**Exercise instructions**:
Please list every person named in the passage on myths and the history of religions below.

**Excerpt to read**:
This method of approach, like the others, is most dangerous if carried to excess. We must not assume that all myths have equal value, as some writers of Jung’s school tend to do. Some have come down to us in a childish or distorted form, some have been copied deliberately by artists or writers, and cannot be regarded as genuine myths expressing an inner experience. We must have the necessary knowledge of the sources and the background before we can attempt to assess and interpret the legends themselves. In a number of books on religious imagery Mircea Eliade has put forward an eloquent plea for the discipline of the history of religions rather than that of depth psychology in interpreting the significance of myths.
Indeed the study of the history of religions has made very great progress during recent years. We now know much more than we did about the attitude of early peoples towards the supernatural. Thanks to the work of anthropologists in many different parts of the world, we can now contradict some of the dogmatic theories which were based on insufficient evidence. We can no longer accept the idea that a universal totemism preceded the belief in gods and spirits, as Freud too rashly assumed from the work of early anthropologists like Taylor. We now know that totemism is completely lacking in the life of many of the most primitive tribes. The idea of an impersonal sacred force, like the ‘mana’ of Melanesia, is apparently not the inevitable precursor of the idea of a god, nor is sun-worship the earliest form of recognizable religion everywhere in the world. We have still much to discover, but it now seems safe to say that at the root of religious beliefs there lies the idea of the sacred, of a power outside man and greater than men. This may be embodied in many different forms: in sacred trees or stones, in the person of the divine king, in the mystery of the Christian incarnation. The instinctive sense of this power, recognized in some form wherever men come together, however simple or complex their society may be, appears to be the moving principle of religious belief.

**Record excerpts**:
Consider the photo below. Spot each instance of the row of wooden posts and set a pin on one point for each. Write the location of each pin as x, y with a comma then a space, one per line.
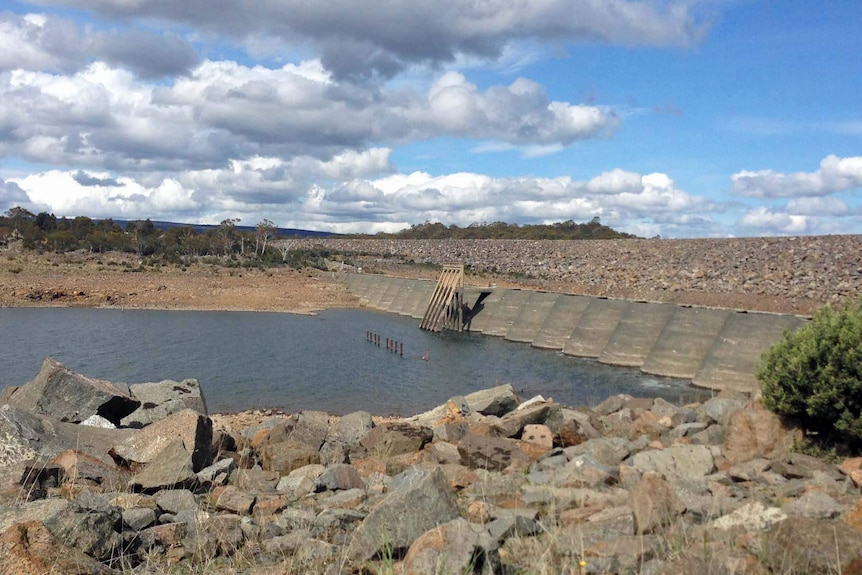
391, 344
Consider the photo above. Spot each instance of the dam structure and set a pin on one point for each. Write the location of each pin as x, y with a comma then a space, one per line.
713, 348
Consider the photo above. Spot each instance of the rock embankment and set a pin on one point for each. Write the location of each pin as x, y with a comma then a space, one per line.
486, 483
785, 275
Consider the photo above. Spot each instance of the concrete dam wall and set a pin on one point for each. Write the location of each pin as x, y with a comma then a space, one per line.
714, 348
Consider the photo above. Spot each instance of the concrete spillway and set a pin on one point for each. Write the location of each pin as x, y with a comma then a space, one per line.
714, 348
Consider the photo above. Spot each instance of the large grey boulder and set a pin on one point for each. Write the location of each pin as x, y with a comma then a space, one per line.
309, 428
396, 438
94, 532
498, 400
403, 516
68, 396
189, 426
170, 467
25, 435
163, 398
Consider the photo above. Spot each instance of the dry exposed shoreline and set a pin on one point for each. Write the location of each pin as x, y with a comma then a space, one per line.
782, 275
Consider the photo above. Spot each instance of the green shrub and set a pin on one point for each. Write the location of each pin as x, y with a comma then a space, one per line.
815, 374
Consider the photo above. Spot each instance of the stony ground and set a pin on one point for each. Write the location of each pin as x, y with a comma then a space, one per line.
782, 275
485, 484
100, 280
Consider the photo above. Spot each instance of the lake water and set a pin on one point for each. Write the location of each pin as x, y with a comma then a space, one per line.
249, 360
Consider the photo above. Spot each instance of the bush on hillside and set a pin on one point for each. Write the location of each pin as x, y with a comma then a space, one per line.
815, 374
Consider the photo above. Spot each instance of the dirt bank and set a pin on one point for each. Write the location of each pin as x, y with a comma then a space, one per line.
782, 275
108, 280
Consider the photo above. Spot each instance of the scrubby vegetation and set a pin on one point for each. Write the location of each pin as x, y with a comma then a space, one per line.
568, 230
233, 245
227, 243
814, 374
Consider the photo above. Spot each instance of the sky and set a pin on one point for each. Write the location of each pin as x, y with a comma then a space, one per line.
671, 118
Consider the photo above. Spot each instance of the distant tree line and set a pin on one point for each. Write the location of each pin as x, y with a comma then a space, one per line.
568, 230
46, 232
176, 243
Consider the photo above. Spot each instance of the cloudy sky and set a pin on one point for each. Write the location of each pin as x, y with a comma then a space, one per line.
679, 118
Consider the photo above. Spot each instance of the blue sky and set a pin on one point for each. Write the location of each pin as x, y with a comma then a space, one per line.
688, 118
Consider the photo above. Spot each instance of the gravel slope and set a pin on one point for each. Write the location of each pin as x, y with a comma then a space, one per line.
782, 275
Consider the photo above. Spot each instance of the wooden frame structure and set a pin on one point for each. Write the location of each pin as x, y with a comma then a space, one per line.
446, 307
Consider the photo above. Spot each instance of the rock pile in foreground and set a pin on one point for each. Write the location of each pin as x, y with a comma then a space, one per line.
485, 483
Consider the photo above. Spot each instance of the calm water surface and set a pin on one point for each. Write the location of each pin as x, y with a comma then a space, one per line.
292, 362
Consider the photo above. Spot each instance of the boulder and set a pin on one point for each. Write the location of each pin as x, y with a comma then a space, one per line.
454, 547
654, 504
171, 467
193, 429
307, 427
62, 394
512, 424
24, 434
286, 456
498, 400
756, 432
233, 499
161, 399
395, 438
607, 450
339, 477
78, 467
175, 500
402, 516
752, 516
491, 453
30, 547
806, 545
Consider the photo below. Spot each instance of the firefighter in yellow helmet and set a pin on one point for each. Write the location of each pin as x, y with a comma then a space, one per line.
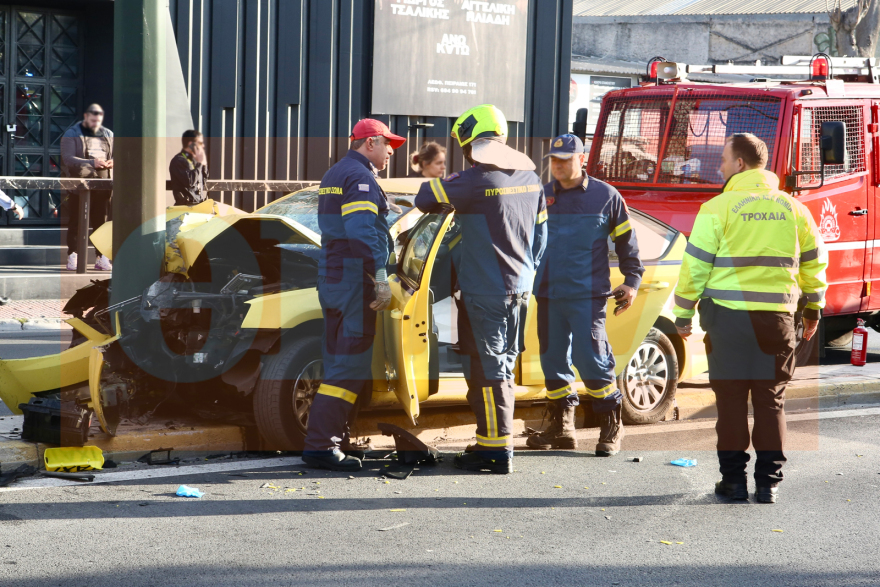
754, 252
500, 204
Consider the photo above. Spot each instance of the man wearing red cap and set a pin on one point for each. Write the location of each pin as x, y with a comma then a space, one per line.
352, 287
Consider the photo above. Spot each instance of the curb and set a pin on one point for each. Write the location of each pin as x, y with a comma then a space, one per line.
436, 425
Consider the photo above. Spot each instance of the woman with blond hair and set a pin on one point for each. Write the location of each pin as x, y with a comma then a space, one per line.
430, 160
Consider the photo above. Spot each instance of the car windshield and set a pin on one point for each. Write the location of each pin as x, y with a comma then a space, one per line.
302, 207
635, 133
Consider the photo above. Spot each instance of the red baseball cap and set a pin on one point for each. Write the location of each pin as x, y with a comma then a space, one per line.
369, 127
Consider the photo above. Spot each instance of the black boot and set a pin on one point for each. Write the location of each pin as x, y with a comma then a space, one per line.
560, 433
474, 461
610, 433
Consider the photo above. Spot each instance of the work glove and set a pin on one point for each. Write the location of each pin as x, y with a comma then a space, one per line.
383, 296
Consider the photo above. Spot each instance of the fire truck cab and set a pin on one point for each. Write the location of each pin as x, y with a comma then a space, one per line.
660, 144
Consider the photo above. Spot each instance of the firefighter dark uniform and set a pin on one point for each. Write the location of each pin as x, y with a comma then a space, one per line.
753, 253
355, 247
503, 232
572, 290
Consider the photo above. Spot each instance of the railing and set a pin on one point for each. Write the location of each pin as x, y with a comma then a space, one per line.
85, 186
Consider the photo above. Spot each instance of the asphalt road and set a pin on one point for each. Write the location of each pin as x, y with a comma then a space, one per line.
459, 528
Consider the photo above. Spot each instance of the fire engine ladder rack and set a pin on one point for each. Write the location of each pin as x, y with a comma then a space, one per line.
792, 65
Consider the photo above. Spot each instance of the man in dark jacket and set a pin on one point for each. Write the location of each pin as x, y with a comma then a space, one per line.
189, 171
87, 152
500, 204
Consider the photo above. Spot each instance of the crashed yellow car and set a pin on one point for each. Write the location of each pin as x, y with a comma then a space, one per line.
233, 329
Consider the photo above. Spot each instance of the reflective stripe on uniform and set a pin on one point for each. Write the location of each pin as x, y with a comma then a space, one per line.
361, 206
621, 230
559, 393
603, 392
699, 254
762, 297
494, 441
338, 392
758, 261
810, 255
491, 420
439, 192
685, 303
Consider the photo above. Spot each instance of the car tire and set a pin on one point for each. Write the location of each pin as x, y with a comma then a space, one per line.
649, 381
284, 393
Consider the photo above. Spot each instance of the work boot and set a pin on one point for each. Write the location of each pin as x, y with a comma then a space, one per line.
610, 433
560, 433
474, 461
334, 460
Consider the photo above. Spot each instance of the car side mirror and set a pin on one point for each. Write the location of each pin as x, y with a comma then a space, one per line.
833, 143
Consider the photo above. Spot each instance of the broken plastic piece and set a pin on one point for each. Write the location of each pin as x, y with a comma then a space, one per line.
184, 491
160, 456
73, 459
87, 477
410, 450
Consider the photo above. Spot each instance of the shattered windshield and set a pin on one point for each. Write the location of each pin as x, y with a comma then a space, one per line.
637, 140
302, 207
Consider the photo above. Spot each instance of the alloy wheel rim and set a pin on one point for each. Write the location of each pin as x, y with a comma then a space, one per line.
304, 389
646, 377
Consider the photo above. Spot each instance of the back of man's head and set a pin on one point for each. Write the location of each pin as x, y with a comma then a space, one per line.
749, 148
189, 136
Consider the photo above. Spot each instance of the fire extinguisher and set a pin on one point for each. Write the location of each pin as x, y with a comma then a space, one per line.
860, 345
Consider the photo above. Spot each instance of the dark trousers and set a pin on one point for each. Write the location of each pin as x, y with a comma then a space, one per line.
349, 331
100, 211
749, 353
491, 330
572, 335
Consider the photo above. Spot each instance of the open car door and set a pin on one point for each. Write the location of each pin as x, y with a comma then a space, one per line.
408, 321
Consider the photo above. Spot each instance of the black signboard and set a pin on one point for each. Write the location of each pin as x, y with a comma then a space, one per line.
442, 57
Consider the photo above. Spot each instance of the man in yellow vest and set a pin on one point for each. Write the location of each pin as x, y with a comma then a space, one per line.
754, 252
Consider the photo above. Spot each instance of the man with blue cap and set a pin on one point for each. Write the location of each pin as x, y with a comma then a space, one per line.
572, 286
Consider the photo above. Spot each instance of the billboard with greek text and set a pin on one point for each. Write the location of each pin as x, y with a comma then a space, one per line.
442, 57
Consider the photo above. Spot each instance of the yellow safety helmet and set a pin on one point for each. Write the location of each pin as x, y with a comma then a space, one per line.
484, 121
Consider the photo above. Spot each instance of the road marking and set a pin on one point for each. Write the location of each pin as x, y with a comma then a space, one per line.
158, 473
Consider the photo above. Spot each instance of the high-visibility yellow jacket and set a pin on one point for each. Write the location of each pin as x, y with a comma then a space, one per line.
753, 247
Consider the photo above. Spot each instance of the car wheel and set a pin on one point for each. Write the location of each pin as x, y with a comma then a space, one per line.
284, 394
649, 380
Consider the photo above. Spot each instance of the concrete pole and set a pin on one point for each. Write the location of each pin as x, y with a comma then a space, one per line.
139, 150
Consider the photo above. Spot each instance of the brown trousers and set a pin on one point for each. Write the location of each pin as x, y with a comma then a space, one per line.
750, 353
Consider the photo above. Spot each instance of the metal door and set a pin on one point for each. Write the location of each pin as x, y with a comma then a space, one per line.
40, 97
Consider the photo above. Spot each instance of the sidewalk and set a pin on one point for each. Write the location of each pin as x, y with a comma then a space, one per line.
33, 315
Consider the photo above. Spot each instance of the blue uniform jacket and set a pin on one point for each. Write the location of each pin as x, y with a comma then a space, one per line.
503, 226
579, 222
355, 242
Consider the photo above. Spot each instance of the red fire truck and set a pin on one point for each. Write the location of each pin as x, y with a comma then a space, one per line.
660, 144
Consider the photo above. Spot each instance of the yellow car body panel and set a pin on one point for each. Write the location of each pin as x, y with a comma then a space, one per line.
20, 379
285, 310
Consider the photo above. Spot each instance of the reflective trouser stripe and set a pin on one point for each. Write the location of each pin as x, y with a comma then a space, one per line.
495, 442
762, 297
439, 192
685, 303
699, 254
559, 393
758, 261
603, 392
491, 415
334, 391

**Output of the task**:
Jung, Mircea Eliade, Freud, Taylor